SUPPLIED INFORMATION
-- Opening Marker --
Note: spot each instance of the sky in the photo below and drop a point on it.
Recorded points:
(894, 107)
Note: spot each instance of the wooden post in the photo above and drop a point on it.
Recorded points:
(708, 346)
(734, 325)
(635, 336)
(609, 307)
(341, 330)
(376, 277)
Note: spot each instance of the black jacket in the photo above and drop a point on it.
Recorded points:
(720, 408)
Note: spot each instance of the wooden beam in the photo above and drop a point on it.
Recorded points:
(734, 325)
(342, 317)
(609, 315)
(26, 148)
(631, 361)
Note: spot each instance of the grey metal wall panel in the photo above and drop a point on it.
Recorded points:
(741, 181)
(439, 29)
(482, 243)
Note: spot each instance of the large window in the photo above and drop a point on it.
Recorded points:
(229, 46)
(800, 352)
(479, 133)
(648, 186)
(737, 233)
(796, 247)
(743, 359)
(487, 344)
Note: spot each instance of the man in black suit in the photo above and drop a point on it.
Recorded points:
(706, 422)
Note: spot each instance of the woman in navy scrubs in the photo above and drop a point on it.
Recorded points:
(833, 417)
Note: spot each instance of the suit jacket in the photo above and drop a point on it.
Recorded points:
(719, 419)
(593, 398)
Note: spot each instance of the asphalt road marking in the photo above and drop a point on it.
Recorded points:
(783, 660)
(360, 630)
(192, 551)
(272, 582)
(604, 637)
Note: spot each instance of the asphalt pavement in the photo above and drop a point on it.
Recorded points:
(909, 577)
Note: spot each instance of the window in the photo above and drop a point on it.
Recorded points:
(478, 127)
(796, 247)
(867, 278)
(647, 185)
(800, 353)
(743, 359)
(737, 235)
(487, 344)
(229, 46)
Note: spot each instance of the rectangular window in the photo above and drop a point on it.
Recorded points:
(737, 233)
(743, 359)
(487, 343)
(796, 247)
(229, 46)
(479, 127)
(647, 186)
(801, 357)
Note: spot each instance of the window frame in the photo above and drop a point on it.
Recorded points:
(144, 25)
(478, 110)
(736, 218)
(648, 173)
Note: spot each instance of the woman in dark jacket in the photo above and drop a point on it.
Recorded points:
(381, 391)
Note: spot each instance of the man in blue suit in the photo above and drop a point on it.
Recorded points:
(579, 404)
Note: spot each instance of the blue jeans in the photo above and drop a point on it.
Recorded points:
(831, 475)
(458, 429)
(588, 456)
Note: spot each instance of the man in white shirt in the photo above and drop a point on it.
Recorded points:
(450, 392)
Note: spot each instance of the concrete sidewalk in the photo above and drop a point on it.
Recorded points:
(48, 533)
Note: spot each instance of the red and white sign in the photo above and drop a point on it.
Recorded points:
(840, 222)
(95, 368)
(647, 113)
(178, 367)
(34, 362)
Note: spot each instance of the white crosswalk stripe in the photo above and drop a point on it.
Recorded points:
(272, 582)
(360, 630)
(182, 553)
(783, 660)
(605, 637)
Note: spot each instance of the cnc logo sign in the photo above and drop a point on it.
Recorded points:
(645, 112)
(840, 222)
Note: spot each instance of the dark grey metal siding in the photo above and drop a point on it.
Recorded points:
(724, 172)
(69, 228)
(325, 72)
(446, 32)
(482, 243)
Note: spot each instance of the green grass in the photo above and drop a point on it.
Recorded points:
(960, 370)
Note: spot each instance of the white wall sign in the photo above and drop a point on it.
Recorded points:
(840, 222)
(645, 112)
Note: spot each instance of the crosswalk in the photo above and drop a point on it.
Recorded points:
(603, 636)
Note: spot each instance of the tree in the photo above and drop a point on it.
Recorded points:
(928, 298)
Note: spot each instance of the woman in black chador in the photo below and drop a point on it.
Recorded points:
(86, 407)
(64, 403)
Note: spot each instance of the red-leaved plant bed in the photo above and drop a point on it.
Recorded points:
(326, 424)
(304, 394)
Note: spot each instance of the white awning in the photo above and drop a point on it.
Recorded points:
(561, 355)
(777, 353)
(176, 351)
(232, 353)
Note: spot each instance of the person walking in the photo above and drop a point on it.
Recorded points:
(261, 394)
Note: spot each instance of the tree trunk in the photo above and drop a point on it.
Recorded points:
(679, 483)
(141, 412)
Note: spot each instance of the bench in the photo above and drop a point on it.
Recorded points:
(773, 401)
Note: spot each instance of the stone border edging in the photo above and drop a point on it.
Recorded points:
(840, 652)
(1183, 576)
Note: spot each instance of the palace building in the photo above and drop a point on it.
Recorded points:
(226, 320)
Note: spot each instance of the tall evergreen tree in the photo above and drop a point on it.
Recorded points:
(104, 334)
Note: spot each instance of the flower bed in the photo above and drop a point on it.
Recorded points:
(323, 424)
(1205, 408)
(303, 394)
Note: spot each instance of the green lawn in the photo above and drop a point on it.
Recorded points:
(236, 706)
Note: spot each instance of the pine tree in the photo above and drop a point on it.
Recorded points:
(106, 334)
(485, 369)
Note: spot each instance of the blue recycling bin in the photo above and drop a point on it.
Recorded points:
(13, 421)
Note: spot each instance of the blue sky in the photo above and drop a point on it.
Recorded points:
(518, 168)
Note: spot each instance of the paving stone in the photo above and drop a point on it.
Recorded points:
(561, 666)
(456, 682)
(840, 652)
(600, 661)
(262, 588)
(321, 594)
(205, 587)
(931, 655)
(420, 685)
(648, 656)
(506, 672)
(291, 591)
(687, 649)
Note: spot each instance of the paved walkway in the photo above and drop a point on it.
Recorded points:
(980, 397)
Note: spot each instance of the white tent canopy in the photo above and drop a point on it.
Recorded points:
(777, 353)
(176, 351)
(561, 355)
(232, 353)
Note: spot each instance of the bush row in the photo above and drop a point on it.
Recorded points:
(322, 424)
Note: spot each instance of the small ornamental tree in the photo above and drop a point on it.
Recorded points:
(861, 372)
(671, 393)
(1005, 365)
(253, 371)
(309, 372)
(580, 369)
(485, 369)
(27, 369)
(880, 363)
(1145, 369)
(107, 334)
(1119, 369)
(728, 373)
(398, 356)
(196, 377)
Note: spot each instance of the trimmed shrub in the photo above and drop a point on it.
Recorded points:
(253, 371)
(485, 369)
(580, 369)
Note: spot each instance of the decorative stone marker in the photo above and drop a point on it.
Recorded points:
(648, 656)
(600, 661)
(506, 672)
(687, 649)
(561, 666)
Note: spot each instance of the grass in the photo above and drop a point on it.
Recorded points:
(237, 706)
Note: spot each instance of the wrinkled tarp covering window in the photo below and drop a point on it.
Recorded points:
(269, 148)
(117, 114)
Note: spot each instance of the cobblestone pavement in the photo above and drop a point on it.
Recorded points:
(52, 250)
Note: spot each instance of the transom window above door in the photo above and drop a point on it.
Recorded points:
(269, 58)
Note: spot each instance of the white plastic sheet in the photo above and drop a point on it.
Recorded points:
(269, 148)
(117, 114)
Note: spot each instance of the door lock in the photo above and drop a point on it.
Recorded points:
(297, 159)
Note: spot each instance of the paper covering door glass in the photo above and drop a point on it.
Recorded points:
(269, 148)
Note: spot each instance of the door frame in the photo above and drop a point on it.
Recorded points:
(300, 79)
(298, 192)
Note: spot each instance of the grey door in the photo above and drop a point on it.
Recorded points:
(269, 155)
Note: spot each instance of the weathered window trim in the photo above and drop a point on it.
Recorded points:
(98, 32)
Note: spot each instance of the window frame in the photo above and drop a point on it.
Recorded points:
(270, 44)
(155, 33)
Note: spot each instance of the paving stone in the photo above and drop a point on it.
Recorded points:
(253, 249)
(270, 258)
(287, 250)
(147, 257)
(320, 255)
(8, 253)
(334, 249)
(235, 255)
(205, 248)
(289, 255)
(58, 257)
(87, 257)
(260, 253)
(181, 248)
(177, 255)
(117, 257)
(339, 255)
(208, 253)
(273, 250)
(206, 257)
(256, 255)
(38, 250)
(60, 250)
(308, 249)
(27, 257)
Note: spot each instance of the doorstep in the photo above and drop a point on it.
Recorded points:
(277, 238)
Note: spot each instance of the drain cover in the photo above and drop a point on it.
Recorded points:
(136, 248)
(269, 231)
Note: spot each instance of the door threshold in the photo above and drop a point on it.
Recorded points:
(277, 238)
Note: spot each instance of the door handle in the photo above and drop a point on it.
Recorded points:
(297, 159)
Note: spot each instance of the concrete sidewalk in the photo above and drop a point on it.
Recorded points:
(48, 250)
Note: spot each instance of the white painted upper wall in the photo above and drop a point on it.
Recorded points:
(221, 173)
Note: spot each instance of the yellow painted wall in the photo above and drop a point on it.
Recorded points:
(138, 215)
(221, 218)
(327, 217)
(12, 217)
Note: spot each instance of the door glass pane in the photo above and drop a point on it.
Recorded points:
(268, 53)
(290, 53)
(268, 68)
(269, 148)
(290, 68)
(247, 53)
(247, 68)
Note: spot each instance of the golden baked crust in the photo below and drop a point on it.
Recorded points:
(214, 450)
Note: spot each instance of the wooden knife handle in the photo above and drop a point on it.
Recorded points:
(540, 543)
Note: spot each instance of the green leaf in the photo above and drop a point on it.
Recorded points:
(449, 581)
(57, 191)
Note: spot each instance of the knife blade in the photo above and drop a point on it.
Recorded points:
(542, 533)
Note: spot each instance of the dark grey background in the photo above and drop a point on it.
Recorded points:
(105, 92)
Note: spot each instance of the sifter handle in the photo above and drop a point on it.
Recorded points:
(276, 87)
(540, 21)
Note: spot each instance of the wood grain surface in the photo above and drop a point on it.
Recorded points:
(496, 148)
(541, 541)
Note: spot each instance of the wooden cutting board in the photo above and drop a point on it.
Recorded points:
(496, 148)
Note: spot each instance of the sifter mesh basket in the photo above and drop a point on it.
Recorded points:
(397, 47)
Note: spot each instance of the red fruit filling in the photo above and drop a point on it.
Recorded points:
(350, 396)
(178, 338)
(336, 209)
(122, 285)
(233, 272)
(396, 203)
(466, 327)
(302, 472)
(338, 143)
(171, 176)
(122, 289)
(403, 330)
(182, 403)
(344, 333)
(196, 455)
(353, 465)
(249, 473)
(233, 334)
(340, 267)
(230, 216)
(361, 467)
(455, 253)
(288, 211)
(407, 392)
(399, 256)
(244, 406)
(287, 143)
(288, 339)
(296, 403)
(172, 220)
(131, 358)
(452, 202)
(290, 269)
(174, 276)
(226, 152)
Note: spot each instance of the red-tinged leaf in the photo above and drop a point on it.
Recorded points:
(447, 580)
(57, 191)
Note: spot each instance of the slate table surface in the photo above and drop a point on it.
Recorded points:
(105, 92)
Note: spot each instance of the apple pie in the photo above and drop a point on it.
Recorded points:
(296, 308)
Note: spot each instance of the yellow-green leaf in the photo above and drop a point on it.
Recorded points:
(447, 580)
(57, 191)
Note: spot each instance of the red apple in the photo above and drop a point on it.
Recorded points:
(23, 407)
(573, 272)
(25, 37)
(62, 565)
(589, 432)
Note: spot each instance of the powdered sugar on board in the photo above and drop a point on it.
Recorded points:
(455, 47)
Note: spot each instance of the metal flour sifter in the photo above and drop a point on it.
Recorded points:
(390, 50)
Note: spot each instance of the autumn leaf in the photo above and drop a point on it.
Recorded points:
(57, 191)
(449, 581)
-- Closing Marker --
AIM OF THE TASK
All lines above from the one holding "Note: spot each instance of the white wall" to the one holding "Note: spot each instance of the person", inclusive, are to be copied exactly; no other line is wanted.

RESULT OF THIS EXERCISE
Note: spot each instance of the white wall sign in the photo above and drop a point on it.
Recorded points:
(840, 222)
(645, 112)
Note: spot each instance of the crosswalk in the photo above and drop a point on it.
Recorded points:
(603, 636)
Note: spot each instance of the tree in the photo above and drop a point on it.
Recorded points:
(928, 298)
Note: spot each instance of the woman in black chador in the photo below and drop a point on it.
Recorded points:
(86, 407)
(64, 403)
Note: spot each instance of the red-leaved plant bed in the photo above and drop a point on it.
Recorded points:
(326, 424)
(304, 394)
Note: spot each instance of the white awning in the photo above and drop a point on it.
Recorded points:
(561, 355)
(777, 353)
(176, 351)
(232, 353)
Note: spot each instance of the person walking in the photo above and drop a point on it.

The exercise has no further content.